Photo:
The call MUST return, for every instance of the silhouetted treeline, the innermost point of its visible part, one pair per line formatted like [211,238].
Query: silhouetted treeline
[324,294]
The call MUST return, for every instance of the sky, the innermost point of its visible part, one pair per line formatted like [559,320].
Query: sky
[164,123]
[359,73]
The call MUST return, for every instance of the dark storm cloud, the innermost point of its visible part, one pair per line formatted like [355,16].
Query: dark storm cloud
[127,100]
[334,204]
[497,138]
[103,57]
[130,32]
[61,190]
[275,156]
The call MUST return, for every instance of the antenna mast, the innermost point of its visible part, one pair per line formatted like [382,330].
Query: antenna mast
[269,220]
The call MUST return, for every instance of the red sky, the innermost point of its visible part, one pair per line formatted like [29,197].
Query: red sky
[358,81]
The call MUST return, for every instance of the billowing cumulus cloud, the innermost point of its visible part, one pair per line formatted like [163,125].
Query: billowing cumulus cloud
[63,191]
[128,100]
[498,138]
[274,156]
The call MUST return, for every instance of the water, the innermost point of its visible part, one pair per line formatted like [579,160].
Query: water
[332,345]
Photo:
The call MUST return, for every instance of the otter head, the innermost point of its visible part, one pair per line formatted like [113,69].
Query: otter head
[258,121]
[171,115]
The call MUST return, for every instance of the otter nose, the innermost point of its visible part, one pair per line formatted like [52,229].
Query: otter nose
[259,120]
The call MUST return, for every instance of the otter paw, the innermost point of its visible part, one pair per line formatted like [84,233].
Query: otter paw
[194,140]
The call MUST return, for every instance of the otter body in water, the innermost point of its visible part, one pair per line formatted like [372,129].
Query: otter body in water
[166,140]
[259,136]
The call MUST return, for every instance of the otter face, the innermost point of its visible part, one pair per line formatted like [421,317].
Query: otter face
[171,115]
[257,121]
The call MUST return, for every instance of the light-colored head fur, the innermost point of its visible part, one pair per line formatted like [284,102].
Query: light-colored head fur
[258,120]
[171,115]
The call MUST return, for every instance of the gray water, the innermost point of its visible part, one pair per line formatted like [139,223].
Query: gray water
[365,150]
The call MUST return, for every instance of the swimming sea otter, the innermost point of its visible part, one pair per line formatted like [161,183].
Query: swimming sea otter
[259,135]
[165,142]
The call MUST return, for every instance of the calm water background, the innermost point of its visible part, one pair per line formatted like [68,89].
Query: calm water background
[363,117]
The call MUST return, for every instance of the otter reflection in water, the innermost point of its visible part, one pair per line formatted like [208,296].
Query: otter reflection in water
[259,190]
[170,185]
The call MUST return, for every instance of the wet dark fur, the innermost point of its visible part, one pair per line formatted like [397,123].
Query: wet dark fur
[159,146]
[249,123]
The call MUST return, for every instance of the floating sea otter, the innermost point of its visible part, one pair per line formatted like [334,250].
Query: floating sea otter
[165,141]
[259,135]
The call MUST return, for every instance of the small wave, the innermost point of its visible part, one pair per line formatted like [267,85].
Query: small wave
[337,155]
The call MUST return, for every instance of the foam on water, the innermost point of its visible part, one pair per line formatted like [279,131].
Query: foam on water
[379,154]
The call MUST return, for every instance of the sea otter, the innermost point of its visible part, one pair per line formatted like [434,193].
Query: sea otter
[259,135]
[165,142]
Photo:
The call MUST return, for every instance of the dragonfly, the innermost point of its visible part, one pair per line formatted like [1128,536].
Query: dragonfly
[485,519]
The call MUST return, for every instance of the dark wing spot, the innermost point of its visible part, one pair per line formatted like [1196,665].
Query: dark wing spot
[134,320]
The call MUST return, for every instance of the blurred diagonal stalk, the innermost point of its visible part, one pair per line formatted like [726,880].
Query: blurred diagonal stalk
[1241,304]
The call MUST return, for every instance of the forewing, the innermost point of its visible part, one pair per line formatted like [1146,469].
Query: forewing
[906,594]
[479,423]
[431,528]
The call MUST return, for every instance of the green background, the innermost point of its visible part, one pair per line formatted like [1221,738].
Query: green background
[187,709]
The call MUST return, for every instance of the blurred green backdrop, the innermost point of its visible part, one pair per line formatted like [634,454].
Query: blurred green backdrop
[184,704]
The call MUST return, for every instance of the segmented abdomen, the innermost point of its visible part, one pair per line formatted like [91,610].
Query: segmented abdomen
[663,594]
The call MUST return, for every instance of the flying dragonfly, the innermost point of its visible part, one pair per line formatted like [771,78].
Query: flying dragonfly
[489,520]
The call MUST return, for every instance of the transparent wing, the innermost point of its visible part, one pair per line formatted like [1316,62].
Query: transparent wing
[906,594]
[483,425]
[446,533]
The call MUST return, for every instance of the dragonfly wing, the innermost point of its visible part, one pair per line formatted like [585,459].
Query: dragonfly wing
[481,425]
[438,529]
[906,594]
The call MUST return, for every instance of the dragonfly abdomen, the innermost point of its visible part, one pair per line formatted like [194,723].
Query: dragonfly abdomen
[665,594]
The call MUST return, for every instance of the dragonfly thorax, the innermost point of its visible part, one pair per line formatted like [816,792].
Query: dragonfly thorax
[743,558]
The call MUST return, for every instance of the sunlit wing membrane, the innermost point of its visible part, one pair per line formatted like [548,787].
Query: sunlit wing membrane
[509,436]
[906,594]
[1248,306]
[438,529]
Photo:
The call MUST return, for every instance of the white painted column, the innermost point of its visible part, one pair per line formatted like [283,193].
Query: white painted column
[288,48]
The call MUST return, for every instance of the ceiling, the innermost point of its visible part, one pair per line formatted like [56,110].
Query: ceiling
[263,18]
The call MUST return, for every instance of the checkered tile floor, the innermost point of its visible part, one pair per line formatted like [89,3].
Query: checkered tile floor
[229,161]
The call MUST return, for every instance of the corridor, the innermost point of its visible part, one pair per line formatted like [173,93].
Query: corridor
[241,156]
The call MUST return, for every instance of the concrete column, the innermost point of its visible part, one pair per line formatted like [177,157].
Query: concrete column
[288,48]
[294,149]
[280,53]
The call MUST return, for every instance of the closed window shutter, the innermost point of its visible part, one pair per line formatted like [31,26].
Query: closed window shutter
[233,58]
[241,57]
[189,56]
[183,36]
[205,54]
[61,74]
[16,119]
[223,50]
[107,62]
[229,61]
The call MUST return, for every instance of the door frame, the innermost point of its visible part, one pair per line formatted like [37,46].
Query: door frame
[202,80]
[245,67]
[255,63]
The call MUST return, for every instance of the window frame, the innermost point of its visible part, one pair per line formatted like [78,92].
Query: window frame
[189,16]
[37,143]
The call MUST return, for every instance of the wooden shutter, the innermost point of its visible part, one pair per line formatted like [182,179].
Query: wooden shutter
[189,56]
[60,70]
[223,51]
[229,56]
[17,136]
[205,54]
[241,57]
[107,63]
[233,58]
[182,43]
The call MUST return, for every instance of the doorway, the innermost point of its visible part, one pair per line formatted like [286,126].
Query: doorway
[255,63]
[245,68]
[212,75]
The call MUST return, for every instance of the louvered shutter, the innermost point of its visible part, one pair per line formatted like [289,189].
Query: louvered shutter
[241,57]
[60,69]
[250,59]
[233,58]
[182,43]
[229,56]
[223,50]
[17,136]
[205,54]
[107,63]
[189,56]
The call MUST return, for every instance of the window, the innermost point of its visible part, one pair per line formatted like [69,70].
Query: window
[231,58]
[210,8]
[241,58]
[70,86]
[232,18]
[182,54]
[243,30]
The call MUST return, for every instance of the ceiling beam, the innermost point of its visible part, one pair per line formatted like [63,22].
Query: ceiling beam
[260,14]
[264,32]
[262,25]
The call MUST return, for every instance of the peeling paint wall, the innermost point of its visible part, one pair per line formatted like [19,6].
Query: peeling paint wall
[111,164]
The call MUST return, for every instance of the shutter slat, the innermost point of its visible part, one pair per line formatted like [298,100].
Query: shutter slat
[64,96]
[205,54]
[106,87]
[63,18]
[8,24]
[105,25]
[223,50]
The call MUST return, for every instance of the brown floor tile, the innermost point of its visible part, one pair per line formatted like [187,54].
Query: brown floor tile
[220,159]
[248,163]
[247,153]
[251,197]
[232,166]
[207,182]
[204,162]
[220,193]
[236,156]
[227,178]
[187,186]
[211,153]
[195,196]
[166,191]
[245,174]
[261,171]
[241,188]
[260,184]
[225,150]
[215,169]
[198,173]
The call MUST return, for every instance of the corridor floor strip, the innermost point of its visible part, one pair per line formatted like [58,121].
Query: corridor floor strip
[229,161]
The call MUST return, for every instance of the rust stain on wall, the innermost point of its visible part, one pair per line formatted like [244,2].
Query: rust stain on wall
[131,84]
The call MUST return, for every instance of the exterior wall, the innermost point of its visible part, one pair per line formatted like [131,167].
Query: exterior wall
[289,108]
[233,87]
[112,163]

• • • • • • •

▶ **Task details**
What are the lines, exactly as written above, from the line with "Query: otter head" to the line with "formatted like [421,317].", both included? Output only those.

▶ **Answer to this problem**
Query: otter head
[258,121]
[171,115]
The call MUST return, for every instance of the otter nose, the innermost point of its visible part, one pair per line formatted like [52,229].
Query: otter nose
[259,120]
The call MUST return, for every instance of the otter paw, the innermost point of its visible part, one pair per line formatted like [84,233].
Query: otter paw
[194,140]
The call MUST return, for every instance of the otter body in water, the innermost point of its visible part, one pair per line formatted like [372,129].
Query: otter body in water
[166,140]
[259,136]
The call MUST return, for every instance of the otter face, the innermost point of its visible part, one pair per line formatted like [421,317].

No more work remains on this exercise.